### Written problem:
Repeat the listing in full, exactly as it stands.

### Record extracts:
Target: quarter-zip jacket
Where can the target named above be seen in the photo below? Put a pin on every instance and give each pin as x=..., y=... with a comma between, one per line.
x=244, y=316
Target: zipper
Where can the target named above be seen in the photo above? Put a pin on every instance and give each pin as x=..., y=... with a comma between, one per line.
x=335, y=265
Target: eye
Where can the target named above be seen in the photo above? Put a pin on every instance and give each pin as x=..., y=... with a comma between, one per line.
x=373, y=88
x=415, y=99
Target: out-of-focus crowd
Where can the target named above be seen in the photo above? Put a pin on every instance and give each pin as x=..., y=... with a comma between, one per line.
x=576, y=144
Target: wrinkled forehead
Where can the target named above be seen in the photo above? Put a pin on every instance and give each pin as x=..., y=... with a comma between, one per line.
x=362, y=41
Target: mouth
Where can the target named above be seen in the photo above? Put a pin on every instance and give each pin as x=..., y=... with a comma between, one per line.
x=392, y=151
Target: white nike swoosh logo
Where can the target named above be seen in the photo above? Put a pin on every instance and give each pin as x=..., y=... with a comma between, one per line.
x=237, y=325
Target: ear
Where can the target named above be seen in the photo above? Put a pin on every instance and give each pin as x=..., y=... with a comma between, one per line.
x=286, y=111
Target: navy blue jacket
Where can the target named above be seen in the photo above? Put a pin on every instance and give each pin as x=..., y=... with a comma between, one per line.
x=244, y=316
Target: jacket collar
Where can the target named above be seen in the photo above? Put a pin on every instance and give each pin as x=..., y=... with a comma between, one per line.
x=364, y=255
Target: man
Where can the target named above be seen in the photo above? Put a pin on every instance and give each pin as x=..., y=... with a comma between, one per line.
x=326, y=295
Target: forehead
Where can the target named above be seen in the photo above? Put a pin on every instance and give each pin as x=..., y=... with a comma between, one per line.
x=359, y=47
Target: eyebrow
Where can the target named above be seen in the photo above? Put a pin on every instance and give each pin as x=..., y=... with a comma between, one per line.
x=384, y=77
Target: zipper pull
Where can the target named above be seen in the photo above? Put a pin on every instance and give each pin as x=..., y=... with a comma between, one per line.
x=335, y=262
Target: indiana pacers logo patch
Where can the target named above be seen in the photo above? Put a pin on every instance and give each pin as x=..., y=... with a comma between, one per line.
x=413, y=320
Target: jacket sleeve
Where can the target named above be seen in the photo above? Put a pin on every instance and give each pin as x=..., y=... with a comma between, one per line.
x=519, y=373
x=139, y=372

### Problem solution:
Target: quarter-zip jacket
Where can the target named above be seen in the photo below? Put a pin on every instance and give each pin as x=..., y=... with a comma between, one per line.
x=244, y=316
Target: zipper
Where can the target named above be seen in the photo above? Put a pin on every instance and give each pin as x=..., y=... with a comma between, one per line.
x=335, y=265
Target: eye
Where can the target named above be seen in the photo above? Put a pin on every instance and give each pin as x=..., y=... with a comma between, one per line.
x=373, y=88
x=415, y=99
Target: out-of-focus crowd
Where can the target named above be seen in the photo above? Put a pin on every instance and give each pin as x=..., y=... with a comma between, one per line.
x=576, y=144
Target: wrinkled forehead
Where can the target named above be seen in the photo above? Put a pin on every instance and give each pin as x=..., y=... with a comma between, one per line.
x=362, y=41
Target: mouth
Where can the target named above be seen in the photo above? Put a pin on every instance and give each pin as x=..., y=... with a comma between, one per line.
x=392, y=151
Target: white nike swoosh logo
Where can the target named above be seen in the photo above? Put a pin on every instance and give each pin as x=..., y=... with a comma between, one per line.
x=237, y=325
Target: ear
Where can the target named above be seen in the photo above? Put a pin on every instance and give each pin as x=..., y=... with a comma between, one per line.
x=286, y=111
Target: navy blue jacket
Where can the target named above be seen in the photo above? Put a pin on every instance and give each pin as x=..., y=... with a comma between, one per line.
x=244, y=316
Target: jacket collar
Where can the target named above be seen in the photo above? Put a pin on every instance and give each pin as x=..., y=... with a comma between, one per line.
x=364, y=255
Target: man
Where can the target named above be seen in the photo above? Put a pin on every instance and give each pin as x=..., y=... with a comma between, one per line.
x=326, y=295
Target: forehead
Where can the target named above be seen in the photo above? Put a pin on every instance and give each pin as x=..., y=... with a comma between, one per line.
x=359, y=47
Target: eyebrow
Where can the target named above be seen in the photo above? Put a pin on every instance and give each pin as x=..., y=... with a comma between, one per line.
x=384, y=77
Target: zipper pull
Where can the target named above be seen in the photo above? Put a pin on every instance and give each pin as x=..., y=... with a comma between, one per line.
x=335, y=262
Target: indiana pacers logo patch
Where can the target named above be seen in the photo above? Put a pin on every instance and give each pin as x=..., y=... with a comma between, one per line.
x=413, y=320
Target: jacket sleeve
Where can the target named above be seen in the photo above? Put a pin on every instance and give each pin as x=..., y=... with a comma between, one per line.
x=519, y=373
x=139, y=372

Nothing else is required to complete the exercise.